The Group is involved in a number of legal suits as defendant. The estimated value of the contingent liabilities is $1.2 million (Dec 2018: $2.4 million). The contingent liability for the period ended 30 September 2019 is determined based on possible occurrences though unlikely to occur. No provision has been made for this potential liability in these financial statements. Management and the Group's solicitors are of the opinion that the Group will suffer no loss from these claims.

29.  Dividend

The Board has proposed a interim dividend of $0.05 (2018: $0.05) per share. The aggregate amount of the proposed dividend expected to be paid out of retained earnings but for which no liability has been recognised in the financial statements is $29.4 million (2018: $29.4 million).

30.  Events after the reporting period

On 15 October 2019, the Group announced its plans to acquire Eland Oil and Gas Plc. The main asset of Eland Oil and Gas Plc is Oil Mining Lease 40 located in the Niger Delta.

It was disclosed in the notice published by the Group that both companies had reached an agreement on the terms of the acquisition. The financial effects of this transaction have not been recognised at 30 September 2019 as the acquisition has not completed.

31.  Changes in accounting policies

This note explains the impact of adoption of IFRS 16: Leases on the Group's financial statements.

Leases

The Group's leased assets include buildings and land. Lease terms are negotiated on an individual basis and contain different terms and conditions, including extension options. The lease terms are between 1 and 5 years. On renewal of a lease, the terms are renegotiated. Leased assets may not be used as security for borrowing purposes.

Until the 2018 financial year, leases of property, plant and equipment were classified as operating leases. Payments made under operating leases were recognised as rentals in the statement of profit or loss and other comprehensive income on a straight-line basis and disclosed within general and administrative expenses over the period of the lease.

From 1 January 2019, on adoption of IFRS 16, leased assets are recognised as right-of-use assets and a corresponding liability at the date at which the leased asset is available for use by the Group is also recognised. The Group elected to use the transition practical expedient which allows the standard to be applied to contracts that were previously identified as leases under IAS 17 (Leases) and IFRIC 4 (Determining whether an arrangement contains a lease) at the date of initial application.

=== Instructions ===
1. Repeat the financial statement notes word for word, starting at "On 15 October" and ending at "Group's financial statements.".
2. According to the financial statement notes, what is the main asset of Eland Oil and Gas Plc?
3. Write the next part of the financial statement notes, picking up after their final sentence.
The listing that comes next is separate material and is not part of the financial statement notes.

Extracted records
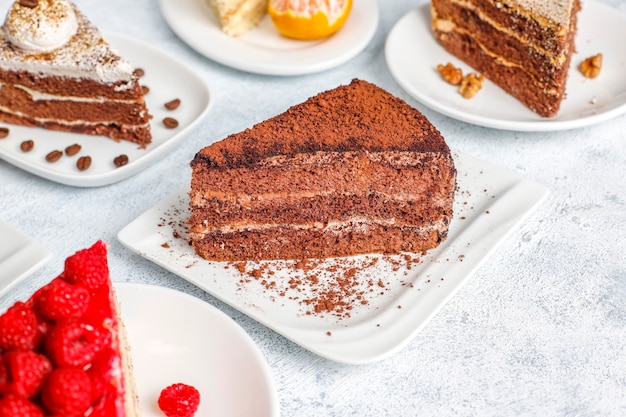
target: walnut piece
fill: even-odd
[[[602,69],[602,54],[590,56],[578,66],[580,72],[587,78],[596,78]]]
[[[483,75],[476,75],[474,72],[469,73],[463,77],[463,81],[461,81],[461,86],[459,87],[459,93],[465,98],[472,98],[483,88],[483,81],[485,81]]]
[[[457,68],[452,63],[448,62],[446,65],[437,65],[437,71],[441,74],[441,77],[452,85],[461,84],[463,79],[463,71],[461,68]]]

=== Set of answers ===
1.
On 15 October 2019, the Group announced its plans to acquire Eland Oil and Gas Plc. The main asset of Eland Oil and Gas Plc is Oil Mining Lease 40 located in the Niger Delta.

It was disclosed in the notice published by the Group that both companies had reached an agreement on the terms of the acquisition. The financial effects of this transaction have not been recognised at 30 September 2019 as the acquisition has not completed.

31.  Changes in accounting policies

This note explains the impact of adoption of IFRS 16: Leases on the Group's financial statements.

2. Oil Mining Lease 40, located in the Niger Delta.

3.
The Group also elected to use the recognition exemptions for lease contracts that, at the commencement date, have a lease term of 12 months or less and do not contain a purchase option ('short-term leases'). The Group had no low value leases on adoption of the new standard. Lease liabilities for leases formerly classified as operating leases were measured at the present value of the remaining lease payments, discounted using the Group's incremental borrowing rate of 7.56% as at that date.

Lease liabilities

At the commencement date of a lease, the Group recognises lease liabilities measured at the present value of lease payments to be made over the lease term. The lease payments include the exercise price of a purchase option reasonably certain to be exercised by the Group and payments of penalties for terminating a lease, if the lease term reflects the Group exercising the option to terminate. Variable lease payments that do not depend on an index or a rate are recognised as expense in the period in which the event or condition that triggers the payment occurs.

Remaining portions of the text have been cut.